▶ WORK TO COMPLETE
Format the part of the data below that opens with its first line and closes with the line containing "104], [279, 101]]" as a numbered list, leaving out any blank lines.

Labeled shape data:
-.-.-

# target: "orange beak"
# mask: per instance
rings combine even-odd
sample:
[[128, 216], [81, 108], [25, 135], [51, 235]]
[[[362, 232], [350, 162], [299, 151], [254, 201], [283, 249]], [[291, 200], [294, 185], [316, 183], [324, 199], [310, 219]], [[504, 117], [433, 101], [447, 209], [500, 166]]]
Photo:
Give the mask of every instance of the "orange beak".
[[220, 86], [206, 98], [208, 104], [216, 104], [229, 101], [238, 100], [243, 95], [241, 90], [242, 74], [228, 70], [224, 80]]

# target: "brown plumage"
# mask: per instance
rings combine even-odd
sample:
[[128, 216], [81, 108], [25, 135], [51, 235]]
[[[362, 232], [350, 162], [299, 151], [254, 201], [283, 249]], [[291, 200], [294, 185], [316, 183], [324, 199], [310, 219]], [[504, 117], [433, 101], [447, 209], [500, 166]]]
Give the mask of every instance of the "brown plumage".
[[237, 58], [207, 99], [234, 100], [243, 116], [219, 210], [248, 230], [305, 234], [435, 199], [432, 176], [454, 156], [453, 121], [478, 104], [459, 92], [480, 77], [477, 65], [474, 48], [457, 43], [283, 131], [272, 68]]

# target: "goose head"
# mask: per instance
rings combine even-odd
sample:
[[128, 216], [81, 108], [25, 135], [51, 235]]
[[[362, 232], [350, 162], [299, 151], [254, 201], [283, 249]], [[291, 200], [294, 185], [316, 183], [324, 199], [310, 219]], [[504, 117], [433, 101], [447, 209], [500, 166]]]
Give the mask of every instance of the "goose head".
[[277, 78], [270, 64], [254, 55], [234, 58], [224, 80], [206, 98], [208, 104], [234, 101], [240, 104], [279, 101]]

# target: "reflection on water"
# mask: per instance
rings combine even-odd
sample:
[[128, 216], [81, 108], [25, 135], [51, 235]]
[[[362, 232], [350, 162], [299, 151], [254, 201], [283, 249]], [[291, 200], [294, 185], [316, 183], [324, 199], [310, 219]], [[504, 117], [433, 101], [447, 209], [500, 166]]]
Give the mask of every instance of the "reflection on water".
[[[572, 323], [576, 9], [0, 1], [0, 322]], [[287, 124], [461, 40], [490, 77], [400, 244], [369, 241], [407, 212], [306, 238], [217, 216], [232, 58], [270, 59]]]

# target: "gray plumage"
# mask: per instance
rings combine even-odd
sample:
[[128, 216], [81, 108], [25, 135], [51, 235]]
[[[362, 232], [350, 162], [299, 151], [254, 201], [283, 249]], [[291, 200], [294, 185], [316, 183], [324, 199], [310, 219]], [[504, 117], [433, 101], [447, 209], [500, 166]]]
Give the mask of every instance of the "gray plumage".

-.-.-

▶ RESULT FOR THIS EXERCISE
1. # target: "orange beak"
2. # mask: per instance
3. rings combine even-odd
4. sample:
5. [[128, 216], [81, 108], [25, 135], [51, 235]]
6. [[[362, 232], [350, 162], [299, 151], [254, 201], [283, 249]], [[291, 200], [294, 185], [316, 183], [324, 199], [310, 219]], [[504, 117], [433, 101], [447, 209], [500, 166]]]
7. Photo:
8. Give the mask of every instance of the "orange beak".
9. [[220, 86], [206, 98], [208, 104], [216, 104], [229, 101], [238, 100], [243, 95], [241, 90], [242, 74], [228, 70], [224, 80]]
10. # target: "brown plumage"
11. # mask: per instance
12. rings combine even-odd
13. sample:
14. [[128, 216], [81, 108], [25, 135], [51, 235]]
15. [[[362, 232], [350, 162], [299, 151], [254, 201], [283, 249]], [[291, 200], [294, 185], [316, 183], [324, 199], [310, 219]], [[504, 117], [433, 101], [447, 209], [500, 166]]]
16. Give the mask of every instance of the "brown plumage".
17. [[237, 58], [207, 99], [234, 100], [243, 116], [219, 210], [248, 230], [305, 234], [435, 199], [432, 176], [454, 156], [453, 121], [478, 104], [459, 92], [480, 77], [477, 65], [474, 48], [457, 43], [283, 131], [272, 68]]
18. # target: "goose head"
19. # mask: per instance
20. rings combine even-odd
21. sample:
22. [[128, 216], [81, 108], [25, 135], [51, 235]]
23. [[[362, 232], [350, 162], [299, 151], [254, 201], [283, 249]], [[291, 200], [294, 185], [316, 183], [324, 199], [310, 219]], [[504, 117], [433, 101], [447, 209], [500, 166]]]
24. Give the mask of every instance of the "goose head".
25. [[277, 78], [270, 64], [254, 55], [234, 58], [224, 80], [206, 98], [208, 104], [234, 101], [240, 104], [279, 101]]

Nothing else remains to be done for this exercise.